§ WHAT IS REQUIRED:
Each record must be reproduced exactly as it is shown.

Object pointing dataset rows

Start

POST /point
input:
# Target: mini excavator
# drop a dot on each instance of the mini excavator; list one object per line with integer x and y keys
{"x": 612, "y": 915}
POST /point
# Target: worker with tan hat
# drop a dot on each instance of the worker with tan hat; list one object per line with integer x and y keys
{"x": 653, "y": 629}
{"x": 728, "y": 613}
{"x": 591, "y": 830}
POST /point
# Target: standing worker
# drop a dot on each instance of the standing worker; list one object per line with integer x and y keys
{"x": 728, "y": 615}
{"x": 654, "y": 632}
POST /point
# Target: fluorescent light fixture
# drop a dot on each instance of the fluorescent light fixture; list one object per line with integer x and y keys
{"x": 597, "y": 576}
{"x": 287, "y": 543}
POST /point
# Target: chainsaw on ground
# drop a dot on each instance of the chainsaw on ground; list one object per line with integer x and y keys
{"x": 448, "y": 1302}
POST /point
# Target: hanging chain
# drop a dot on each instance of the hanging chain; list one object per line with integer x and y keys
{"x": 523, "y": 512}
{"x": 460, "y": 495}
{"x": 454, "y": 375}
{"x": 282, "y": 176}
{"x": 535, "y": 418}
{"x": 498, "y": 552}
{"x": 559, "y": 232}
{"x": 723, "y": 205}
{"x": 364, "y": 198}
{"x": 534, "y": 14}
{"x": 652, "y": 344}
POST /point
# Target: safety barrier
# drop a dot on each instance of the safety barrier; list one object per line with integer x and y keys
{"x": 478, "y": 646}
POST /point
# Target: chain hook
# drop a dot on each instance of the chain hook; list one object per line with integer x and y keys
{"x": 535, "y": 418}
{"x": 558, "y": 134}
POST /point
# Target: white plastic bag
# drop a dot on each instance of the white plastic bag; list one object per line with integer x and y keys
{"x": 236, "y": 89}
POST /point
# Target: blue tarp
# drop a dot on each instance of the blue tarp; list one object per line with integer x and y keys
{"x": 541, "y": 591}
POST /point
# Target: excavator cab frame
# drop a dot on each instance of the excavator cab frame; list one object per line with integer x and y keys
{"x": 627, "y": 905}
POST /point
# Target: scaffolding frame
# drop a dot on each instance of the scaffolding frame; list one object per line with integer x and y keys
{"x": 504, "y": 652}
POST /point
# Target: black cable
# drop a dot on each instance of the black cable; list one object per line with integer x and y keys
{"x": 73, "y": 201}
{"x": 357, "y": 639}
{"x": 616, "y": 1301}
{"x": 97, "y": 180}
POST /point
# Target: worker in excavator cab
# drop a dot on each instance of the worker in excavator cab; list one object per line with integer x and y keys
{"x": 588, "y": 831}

End

§ ANSWER TO THE PROBLEM:
POST /point
input:
# Target: mini excavator
# drop a dot on each instance of the mini excavator; list one object per line with integer x and y keys
{"x": 612, "y": 915}
POST /point
# Target: worker with tan hat
# drop a dot on each instance of the worker with tan hat; list one object per line with integer x and y keys
{"x": 653, "y": 629}
{"x": 728, "y": 613}
{"x": 591, "y": 830}
POST /point
# Target: standing worker
# drop a dot on each instance of the standing worker; list one object per line with integer x and y keys
{"x": 728, "y": 615}
{"x": 654, "y": 632}
POST /point
# Target: fluorescent light fixture
# drop a dot on each instance of the fluorescent light fixture; list one object per line with integer x and y keys
{"x": 597, "y": 576}
{"x": 287, "y": 543}
POST /point
# Target: chainsaw on ground
# drop a dot on each instance of the chainsaw on ground; list one object per line with integer x and y keys
{"x": 448, "y": 1302}
POST /point
# Target: hanging chain
# drop a dot on each instance of the hanging chain; list one object per line with integer x and y keys
{"x": 523, "y": 512}
{"x": 460, "y": 495}
{"x": 454, "y": 375}
{"x": 282, "y": 176}
{"x": 535, "y": 418}
{"x": 498, "y": 552}
{"x": 559, "y": 232}
{"x": 723, "y": 205}
{"x": 364, "y": 198}
{"x": 534, "y": 14}
{"x": 652, "y": 344}
POST /point
# Target: safety barrier
# drop a dot on each instance of the safety barrier; list one object per line with integer x and y keys
{"x": 478, "y": 646}
POST /point
# Target: chain hook
# drop a dot on each instance of the chain hook; list one object per line with integer x and y keys
{"x": 535, "y": 418}
{"x": 558, "y": 134}
POST /point
# Target: white plastic bag
# drop a dot on each instance of the white plastic bag; list one object per line with integer x and y keys
{"x": 236, "y": 89}
POST /point
# Target: blue tarp
# drop a dot on each instance of the blue tarp; list one object per line with integer x and y keys
{"x": 541, "y": 591}
POST /point
# Target: excavator cab frame
# drop a dot on each instance of the excavator cab frame; list one object per line with integer x and y keys
{"x": 627, "y": 905}
POST /point
# Target: scaffolding frame
# drop a dot on each instance of the scaffolding frame; list one object per line with integer x and y keys
{"x": 504, "y": 652}
POST /point
# Target: black cable
# drop a dot on each instance of the black cable; list one object per line with integer x and y keys
{"x": 73, "y": 201}
{"x": 357, "y": 639}
{"x": 616, "y": 1301}
{"x": 97, "y": 180}
POST /point
# Target: worker in excavator cab
# drop a dot on each instance of the worker in excavator cab; list one object per line with integer x and y keys
{"x": 588, "y": 831}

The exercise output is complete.